Start of Page extract

The Tempest. Subalternity and racism. Slavery described in positive terms: Caliban, the brown-skinned product of the witch Sycorax and the devil, is rebellious and spiteful, and depicted as deserving his enslavement to the wonder-working white man and Duke of Milan, Prospero. Not recommended for readers below the age of 25 or above the age of 65.
Children’s stories, too, need to include trigger warnings.
Jack and The Beanstalk. Giant makes murderous threat: “Fee, Fie, Fo, Fum/I smell the blood of an Englishman/Be he alive or be he dead/I’ll grind his bones to make my bread.” Even a single reading likely to cause trauma. To be avoided .
Ferdinand. Makes light of cruelty to animals (bulls in bullfights). Anti-Hispanic messaging. Without trigger warning, the Keirsey Personality Sorter of listeners may be negative.
Three Little Pigs. Scary stereotype of a Big Bad Wolf. 78% of young listeners to whom the story was read without trigger warnings exhibited subsequent signs of PTSD and registered significant increase in Keirsey Personality Disorder.
This is just a tiny sample of the thousands — nay, hundreds of thousands — of texts that will require trigger warnings. All of us – parents, educators, caregivers, psychiatrists, juvenile court judges – need to roll up our figurative sleeves and get to work, protecting our children, our college students, our nuclear families, our senior citizens, from the scary stories that are all around us, embedded in texts that we once, in the innocent past, read without a trigger warning, and thought nothing of it. Now we know better.
Phil Copson says
I feel that Mr Fitzgerald is not treating the subject of Sudden Animal Deaths In Serious Tomes – or “SADIST” for short – with the seriousness which it deserves.
My nieces were most upset to be told about a bear who firstly got his head stuck in a hunny-pot and then became entrapped in a tight-fitting burrow.
They subsequently had to be taken to the therapist no fewer than four-and-twenty times following their accidental exposure to a pie-related mass extinction event involving blackbirds.
I hope to have better luck with “A 101 Dalmatians”….

End of Page extract
Start of Provided records

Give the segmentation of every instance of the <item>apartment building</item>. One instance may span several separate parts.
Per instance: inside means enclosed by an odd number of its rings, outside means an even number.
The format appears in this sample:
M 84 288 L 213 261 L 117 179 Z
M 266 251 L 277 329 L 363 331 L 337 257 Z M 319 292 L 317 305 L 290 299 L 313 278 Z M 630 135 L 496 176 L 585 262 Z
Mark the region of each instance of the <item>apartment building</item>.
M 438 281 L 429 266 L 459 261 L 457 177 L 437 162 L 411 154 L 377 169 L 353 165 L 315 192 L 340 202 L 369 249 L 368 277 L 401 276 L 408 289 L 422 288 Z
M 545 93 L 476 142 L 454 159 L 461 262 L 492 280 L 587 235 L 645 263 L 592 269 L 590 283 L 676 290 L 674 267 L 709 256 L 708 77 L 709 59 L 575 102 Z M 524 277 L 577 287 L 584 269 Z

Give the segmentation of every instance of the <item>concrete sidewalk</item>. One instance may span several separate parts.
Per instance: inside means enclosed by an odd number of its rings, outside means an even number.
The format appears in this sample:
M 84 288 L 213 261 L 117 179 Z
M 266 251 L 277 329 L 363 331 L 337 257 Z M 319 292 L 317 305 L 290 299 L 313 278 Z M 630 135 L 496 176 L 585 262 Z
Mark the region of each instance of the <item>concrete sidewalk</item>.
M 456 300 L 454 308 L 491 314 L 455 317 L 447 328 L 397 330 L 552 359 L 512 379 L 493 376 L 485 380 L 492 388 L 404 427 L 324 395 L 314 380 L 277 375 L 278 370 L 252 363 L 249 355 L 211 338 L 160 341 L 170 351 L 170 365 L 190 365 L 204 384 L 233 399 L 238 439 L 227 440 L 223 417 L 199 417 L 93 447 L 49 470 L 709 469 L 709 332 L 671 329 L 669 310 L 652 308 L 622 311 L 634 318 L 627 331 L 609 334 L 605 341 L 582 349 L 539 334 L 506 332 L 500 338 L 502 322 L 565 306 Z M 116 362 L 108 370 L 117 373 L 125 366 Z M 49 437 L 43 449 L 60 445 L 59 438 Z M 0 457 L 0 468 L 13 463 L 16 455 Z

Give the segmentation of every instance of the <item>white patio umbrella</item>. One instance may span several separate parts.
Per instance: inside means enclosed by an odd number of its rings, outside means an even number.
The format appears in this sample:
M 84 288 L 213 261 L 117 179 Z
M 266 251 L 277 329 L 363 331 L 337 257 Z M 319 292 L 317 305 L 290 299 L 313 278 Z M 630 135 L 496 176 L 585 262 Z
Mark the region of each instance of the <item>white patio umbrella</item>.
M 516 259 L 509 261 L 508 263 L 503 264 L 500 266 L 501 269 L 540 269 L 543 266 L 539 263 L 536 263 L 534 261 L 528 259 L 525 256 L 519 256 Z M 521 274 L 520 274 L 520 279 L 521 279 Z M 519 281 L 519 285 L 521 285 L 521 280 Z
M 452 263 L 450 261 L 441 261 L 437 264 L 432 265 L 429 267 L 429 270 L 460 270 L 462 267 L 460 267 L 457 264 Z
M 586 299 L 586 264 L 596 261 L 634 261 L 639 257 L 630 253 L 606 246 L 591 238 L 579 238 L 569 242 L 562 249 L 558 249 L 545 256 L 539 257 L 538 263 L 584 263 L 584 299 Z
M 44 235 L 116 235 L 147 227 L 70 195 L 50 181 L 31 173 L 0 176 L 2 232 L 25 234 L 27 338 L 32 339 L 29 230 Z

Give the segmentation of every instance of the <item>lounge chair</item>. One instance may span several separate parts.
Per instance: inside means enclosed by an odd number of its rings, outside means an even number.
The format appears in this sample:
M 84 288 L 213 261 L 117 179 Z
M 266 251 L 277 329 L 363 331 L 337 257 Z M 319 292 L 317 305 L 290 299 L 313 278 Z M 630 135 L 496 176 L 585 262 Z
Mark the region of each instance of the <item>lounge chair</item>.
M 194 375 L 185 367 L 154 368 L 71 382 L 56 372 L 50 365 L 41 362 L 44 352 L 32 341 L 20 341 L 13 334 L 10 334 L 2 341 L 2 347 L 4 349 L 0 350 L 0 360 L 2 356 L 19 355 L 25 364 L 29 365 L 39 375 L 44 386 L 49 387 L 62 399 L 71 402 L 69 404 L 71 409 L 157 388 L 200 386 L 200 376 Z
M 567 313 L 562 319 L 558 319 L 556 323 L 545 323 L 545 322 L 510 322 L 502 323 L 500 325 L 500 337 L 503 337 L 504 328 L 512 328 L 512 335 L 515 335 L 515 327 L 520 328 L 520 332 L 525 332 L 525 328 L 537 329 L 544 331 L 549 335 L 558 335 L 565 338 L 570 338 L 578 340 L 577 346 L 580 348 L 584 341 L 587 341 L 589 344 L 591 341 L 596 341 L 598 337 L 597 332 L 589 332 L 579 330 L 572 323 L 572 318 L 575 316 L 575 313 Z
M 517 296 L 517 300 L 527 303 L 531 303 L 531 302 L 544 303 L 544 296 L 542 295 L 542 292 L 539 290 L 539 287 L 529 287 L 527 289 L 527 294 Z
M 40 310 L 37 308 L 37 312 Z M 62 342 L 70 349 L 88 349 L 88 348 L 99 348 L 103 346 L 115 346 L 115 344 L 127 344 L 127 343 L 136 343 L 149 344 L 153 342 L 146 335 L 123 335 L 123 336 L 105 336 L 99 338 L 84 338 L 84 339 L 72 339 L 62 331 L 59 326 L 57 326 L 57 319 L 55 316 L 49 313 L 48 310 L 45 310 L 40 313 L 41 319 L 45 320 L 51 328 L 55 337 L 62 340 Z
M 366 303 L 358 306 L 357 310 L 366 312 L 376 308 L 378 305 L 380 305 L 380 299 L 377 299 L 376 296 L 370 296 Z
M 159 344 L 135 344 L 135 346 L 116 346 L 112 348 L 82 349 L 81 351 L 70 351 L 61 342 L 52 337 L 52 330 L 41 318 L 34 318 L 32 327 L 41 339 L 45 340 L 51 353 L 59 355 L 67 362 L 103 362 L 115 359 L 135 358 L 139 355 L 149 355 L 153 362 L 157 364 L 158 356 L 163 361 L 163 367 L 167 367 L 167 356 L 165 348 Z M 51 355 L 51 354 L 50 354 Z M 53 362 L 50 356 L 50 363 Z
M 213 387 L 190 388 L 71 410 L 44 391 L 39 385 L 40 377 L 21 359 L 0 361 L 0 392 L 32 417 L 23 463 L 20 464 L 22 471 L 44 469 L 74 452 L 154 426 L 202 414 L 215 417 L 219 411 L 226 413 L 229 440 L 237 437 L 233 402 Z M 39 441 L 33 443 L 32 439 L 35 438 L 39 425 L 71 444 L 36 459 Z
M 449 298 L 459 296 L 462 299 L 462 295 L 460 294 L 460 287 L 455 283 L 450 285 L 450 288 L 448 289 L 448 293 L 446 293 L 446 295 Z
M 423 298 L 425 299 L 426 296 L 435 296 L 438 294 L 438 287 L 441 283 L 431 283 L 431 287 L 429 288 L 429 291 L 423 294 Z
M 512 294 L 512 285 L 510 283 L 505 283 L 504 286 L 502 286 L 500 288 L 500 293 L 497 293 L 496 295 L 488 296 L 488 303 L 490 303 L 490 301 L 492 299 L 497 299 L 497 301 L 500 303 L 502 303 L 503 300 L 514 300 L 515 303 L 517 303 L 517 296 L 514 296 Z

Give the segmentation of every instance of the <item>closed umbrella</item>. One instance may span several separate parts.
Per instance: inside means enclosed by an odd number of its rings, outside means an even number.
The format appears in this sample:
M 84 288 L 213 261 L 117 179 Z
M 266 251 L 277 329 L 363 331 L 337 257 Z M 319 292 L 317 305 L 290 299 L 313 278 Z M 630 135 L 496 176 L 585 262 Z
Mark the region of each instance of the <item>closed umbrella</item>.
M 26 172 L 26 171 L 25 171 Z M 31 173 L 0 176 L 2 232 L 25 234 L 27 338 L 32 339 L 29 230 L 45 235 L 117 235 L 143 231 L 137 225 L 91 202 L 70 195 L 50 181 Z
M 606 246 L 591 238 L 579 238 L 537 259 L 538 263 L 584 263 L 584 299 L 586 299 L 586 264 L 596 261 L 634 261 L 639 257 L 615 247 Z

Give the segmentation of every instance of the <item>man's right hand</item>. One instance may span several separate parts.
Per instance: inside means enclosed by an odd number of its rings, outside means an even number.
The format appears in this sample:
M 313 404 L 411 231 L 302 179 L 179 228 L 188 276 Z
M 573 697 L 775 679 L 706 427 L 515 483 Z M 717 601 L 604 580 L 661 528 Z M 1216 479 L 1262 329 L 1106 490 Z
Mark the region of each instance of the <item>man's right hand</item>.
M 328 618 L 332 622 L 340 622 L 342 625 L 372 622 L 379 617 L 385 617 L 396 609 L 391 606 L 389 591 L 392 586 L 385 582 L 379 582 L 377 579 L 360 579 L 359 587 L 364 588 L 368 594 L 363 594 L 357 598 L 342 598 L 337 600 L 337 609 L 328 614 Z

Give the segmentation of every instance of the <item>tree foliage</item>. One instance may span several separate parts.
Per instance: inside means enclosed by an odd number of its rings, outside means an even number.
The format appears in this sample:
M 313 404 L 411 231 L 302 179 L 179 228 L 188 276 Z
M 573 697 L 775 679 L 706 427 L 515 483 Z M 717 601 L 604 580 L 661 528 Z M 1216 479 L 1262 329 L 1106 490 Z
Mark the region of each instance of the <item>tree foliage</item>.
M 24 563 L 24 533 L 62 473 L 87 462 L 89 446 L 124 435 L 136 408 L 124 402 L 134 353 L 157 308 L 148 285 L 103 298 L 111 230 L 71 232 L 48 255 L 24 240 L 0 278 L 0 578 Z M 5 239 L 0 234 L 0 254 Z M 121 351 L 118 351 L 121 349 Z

End of Provided records

How to complete this task:
In the trigger warnings text above, what age range is The Tempest not recommended for?

Exercise output:
Readers below the age of 25 or above the age of 65.